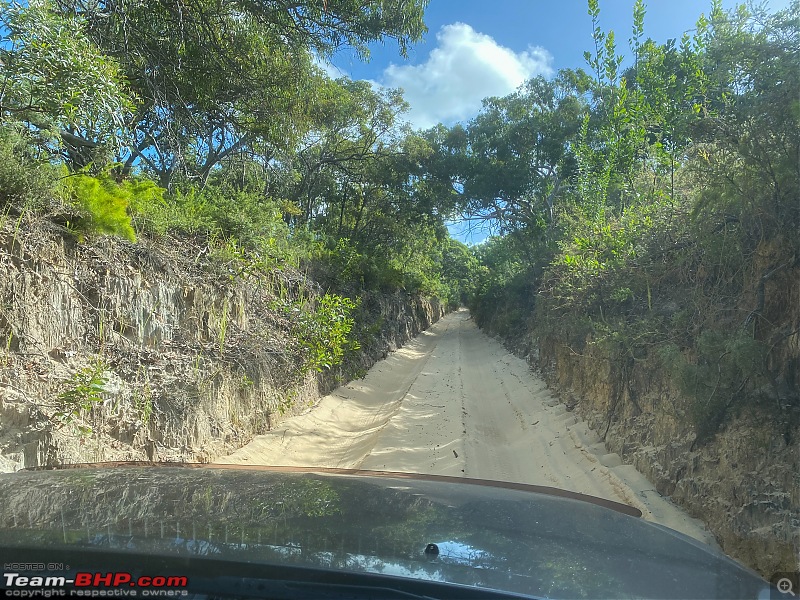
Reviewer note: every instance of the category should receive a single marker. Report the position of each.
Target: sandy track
(454, 402)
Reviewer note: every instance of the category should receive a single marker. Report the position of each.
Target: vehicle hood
(505, 538)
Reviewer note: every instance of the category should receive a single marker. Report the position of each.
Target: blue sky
(480, 48)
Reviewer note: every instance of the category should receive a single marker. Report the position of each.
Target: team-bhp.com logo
(94, 585)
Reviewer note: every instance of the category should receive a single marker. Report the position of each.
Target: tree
(58, 82)
(220, 78)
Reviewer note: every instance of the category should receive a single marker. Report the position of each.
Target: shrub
(323, 333)
(104, 202)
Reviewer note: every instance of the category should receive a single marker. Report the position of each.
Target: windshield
(508, 244)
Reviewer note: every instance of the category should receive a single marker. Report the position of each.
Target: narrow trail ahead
(454, 402)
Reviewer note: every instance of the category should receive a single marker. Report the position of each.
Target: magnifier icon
(785, 586)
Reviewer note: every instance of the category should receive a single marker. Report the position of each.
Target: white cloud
(330, 69)
(465, 67)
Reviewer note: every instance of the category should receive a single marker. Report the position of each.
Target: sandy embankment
(454, 402)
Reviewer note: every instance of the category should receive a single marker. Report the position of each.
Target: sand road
(454, 402)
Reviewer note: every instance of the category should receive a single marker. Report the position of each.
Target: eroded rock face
(744, 482)
(195, 359)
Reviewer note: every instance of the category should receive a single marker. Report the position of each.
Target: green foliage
(686, 176)
(56, 79)
(24, 179)
(715, 375)
(321, 329)
(103, 202)
(84, 390)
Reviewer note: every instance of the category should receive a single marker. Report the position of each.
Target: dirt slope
(455, 402)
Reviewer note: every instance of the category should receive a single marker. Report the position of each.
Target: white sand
(454, 402)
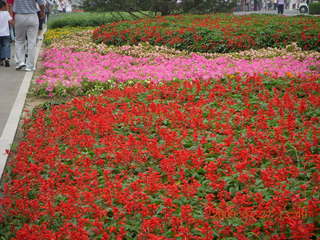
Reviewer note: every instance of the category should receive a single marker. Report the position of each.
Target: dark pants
(5, 50)
(280, 8)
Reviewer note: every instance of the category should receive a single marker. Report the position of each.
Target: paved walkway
(14, 86)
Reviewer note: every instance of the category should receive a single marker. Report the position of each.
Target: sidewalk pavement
(14, 86)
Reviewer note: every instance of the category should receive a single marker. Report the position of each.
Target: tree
(165, 7)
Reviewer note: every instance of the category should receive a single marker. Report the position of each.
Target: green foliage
(86, 19)
(314, 8)
(215, 32)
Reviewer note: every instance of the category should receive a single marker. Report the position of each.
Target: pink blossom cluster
(69, 68)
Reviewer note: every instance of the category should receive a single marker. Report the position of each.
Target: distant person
(68, 5)
(48, 9)
(11, 26)
(26, 26)
(280, 6)
(61, 6)
(5, 19)
(41, 22)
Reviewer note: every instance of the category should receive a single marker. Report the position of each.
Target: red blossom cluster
(214, 33)
(236, 157)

________________________________________

__What you need to do__
Copy the listing above word for word. Do not include the pictures.

__Solution to the problem__
Reviewer note: every instance of the category should receive a single marker. Report the position of each.
Target: sandy track
(454, 402)
Reviewer note: every instance of the category should receive a single marker. Report the position of each.
Target: vehicle hood
(505, 538)
Reviewer note: every instance of the category should receive a single marker. Report the position of each.
Target: blue sky
(480, 48)
Reviewer note: every instance of the category should receive a single marker. Report the position of each.
Target: team-bhp.com logo
(94, 585)
Reviewer note: every instance of the category should receive a single marker. Report the position of each.
Target: tree
(58, 82)
(220, 78)
Reviewer note: every instance of the category should receive a single marker. Report the position of each.
Target: shrub
(323, 333)
(104, 202)
Reviewer note: every instance of the category should receive a single marker. Report the position of each.
Target: windshield
(508, 244)
Reviewer note: every instance of the category should receive a single marker. Report the position of each.
Target: narrow trail ahead
(454, 402)
Reviewer note: every instance of the category should receive a single marker. Report the position of each.
Target: magnifier icon
(785, 586)
Reviewer note: every instance of the category should receive a single marker. Report the position of each.
Target: white cloud
(330, 69)
(465, 67)
Reviewer note: every instance of the category should receive a single marker. Report the position of each.
Target: sandy embankment
(454, 402)
Reviewer note: every instance of the category should receive a single marker. Report the position of each.
Target: sand road
(454, 402)
Reviewer note: every instance of the category should receive a single marker. Report the position of each.
Target: eroded rock face
(744, 482)
(195, 359)
Reviewer note: every instance of the category should receive a single marker. Report the position of each.
Target: green foliage
(686, 176)
(56, 79)
(24, 179)
(715, 375)
(321, 329)
(103, 202)
(84, 390)
Reviewer note: every instance of the category should receive a single marker. Report the position of each.
Target: dirt slope
(455, 402)
Reviewer note: every instance of the category should receive a single marker. Report the position of each.
Target: white sand
(454, 402)
Reviewer note: every instance of the category should receive a single marker. Report the position of each.
Target: dark pants
(5, 50)
(280, 8)
Reviewer note: every instance of the category should receive a single marker. Report the position of each.
Target: paved walkway
(14, 86)
Reviewer note: every instance of the category should receive a single marker. Report the position of each.
Target: sidewalk pavement
(14, 86)
Reviewer note: every instance of the category should receive a single marker. Report the position of each.
Target: tree
(165, 7)
Reviewer note: every instance of the category should receive a single marker. Report the position of each.
Target: green foliage
(86, 19)
(314, 8)
(215, 32)
Reviewer note: every instance of the category should receive a single marker. Report the position of each.
Target: pink blossom cluster
(69, 68)
Reviewer note: every instance of the category should receive a single marker. Report the position of each.
Target: distant person
(68, 5)
(48, 9)
(11, 26)
(26, 26)
(280, 6)
(61, 6)
(5, 19)
(41, 22)
Reviewer note: every instance of the category should receive a single marker. Report the position of each.
Target: red blossom cluster
(214, 33)
(236, 157)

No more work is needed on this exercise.